Extrait fourni —
****
Articuler lèpre et gestes

Dire le territoire d’une enfance, donc, c’est déborder du livre, et dans un même geste légender tout ce négatif social qu’auraient voulu refouler cordons sanitaires ou politiques de la ville (les indésirables, les supposés lépreux, les parias.) L’écriture rend alors visible les expropriations, les expulsions du centre, les accumulations primitives –, elle rend visible cette lèpre qui défigure les landes et nos quartiers (qu’on la nomme gentrification ou concentration du capital). Et ce faisant, la langue juxtapose phrases et énoncés, elle troue l’ordre du discours, elle l’attaque à l’acide de ses légendes comme une lèpre attaquerait la peau –, langue qui défigure les discours, langue d’enfance (cette « grenade à incendie » qui destitue toute figuration), ou langue prise dans un devenir lèpre : « Ils parlaient comme une langue étrange, articulée par leur gosier de lèpre » [14]. Une langue étrange ronge la peau des récits, les désarticule, et rend par-là visible tout un ensemble de gestes à la fois insolites et familiers, des gestes qui évoquent – mais sans jamais y renvoyer tout à fait – des formes de rituels ou de jeux, des bribes de souvenirs ou de contes : dénouer ses cheveux « pour appeler la pluie » [15], étaler « sur le drap des sauges mellifères, de l’armoise argentée » [16], tourner dans une ronde ou « circuler dans les rêves de l’autre », graver une « formule sur des briques isolantes en terre cuite » [17], manipuler des poupées, coudre des jours de Venise ou de la terre dans une poche, etc.
****
Données disponibles —
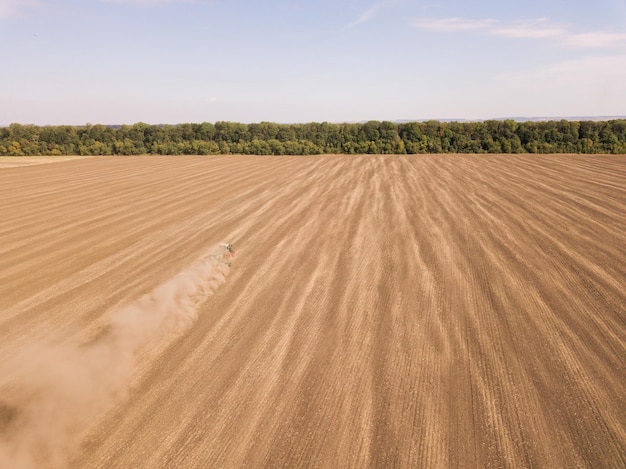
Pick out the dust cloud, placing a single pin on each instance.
(50, 394)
****
Tâche à réaliser — Expliquez en une à trois phrases ce qui permet à la langue étrange de rendre visible un ensemble de gestes à la fois insolites et familiers, d'après l'extrait fourni.

La réponse — Cette langue étrange ronge la peau des récits et les désarticule. C'est par ce travail de désarticulation qu'elle rend visibles des gestes insolites et familiers. Ces gestes évoquent des rituels, des jeux, des bribes de souvenirs ou de contes, sans jamais y renvoyer tout à fait.